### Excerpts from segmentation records

== == ==

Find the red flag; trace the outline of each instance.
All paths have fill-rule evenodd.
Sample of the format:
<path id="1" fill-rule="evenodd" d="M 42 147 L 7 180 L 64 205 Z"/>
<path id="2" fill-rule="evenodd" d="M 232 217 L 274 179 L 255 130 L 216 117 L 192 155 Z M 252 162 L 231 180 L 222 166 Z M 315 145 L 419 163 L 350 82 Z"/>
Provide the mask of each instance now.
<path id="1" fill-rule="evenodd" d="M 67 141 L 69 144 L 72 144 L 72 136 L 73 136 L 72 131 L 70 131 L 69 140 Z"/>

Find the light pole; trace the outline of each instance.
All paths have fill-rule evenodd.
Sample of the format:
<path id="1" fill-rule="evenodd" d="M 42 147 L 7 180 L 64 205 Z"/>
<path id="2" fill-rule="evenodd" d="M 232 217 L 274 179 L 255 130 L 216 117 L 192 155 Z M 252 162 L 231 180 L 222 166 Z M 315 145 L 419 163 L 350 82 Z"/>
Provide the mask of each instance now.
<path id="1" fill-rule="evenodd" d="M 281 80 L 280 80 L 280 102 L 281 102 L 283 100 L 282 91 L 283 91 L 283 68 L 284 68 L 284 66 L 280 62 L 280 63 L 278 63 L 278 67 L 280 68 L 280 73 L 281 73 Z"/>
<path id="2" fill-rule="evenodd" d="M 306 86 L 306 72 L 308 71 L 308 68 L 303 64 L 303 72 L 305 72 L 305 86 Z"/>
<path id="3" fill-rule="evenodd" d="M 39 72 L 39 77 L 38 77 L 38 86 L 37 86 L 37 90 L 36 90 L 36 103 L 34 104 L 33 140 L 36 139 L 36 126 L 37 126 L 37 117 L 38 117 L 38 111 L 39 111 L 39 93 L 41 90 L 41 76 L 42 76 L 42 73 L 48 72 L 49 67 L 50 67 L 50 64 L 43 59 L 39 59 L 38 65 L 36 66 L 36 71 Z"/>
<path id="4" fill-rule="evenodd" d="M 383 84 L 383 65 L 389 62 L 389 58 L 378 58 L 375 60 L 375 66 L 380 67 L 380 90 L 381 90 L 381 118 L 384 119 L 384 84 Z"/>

== == ==

### Task brief
Rewrite the stretch from the line containing "Find the light" through the end of the records, changing "light pole" to "street lamp" and keeping everything else the same.

### The reply
Find the street lamp; trace the outline of each instance.
All paths have fill-rule evenodd.
Sample of the format:
<path id="1" fill-rule="evenodd" d="M 42 147 L 7 180 L 64 205 Z"/>
<path id="2" fill-rule="evenodd" d="M 232 217 L 274 179 L 255 130 L 216 117 L 192 155 Z M 252 162 L 231 180 L 222 166 Z M 315 145 L 419 163 L 350 82 Z"/>
Provide the mask of each instance now.
<path id="1" fill-rule="evenodd" d="M 281 80 L 280 80 L 280 102 L 281 102 L 283 100 L 282 91 L 283 91 L 283 68 L 284 68 L 284 66 L 280 62 L 280 63 L 278 63 L 278 67 L 280 68 L 280 73 L 281 73 Z"/>
<path id="2" fill-rule="evenodd" d="M 306 86 L 306 72 L 308 71 L 308 68 L 303 64 L 303 72 L 305 72 L 305 86 Z"/>
<path id="3" fill-rule="evenodd" d="M 39 72 L 39 77 L 38 77 L 38 86 L 37 86 L 37 90 L 36 90 L 36 103 L 34 104 L 33 140 L 36 139 L 36 126 L 37 126 L 37 117 L 38 117 L 38 111 L 39 111 L 39 93 L 41 90 L 41 76 L 42 76 L 42 73 L 48 72 L 49 67 L 50 67 L 50 64 L 43 59 L 39 59 L 38 65 L 36 66 L 36 71 Z"/>
<path id="4" fill-rule="evenodd" d="M 383 84 L 383 65 L 389 62 L 389 58 L 378 58 L 375 60 L 375 66 L 380 67 L 380 90 L 381 90 L 381 118 L 384 119 L 384 84 Z"/>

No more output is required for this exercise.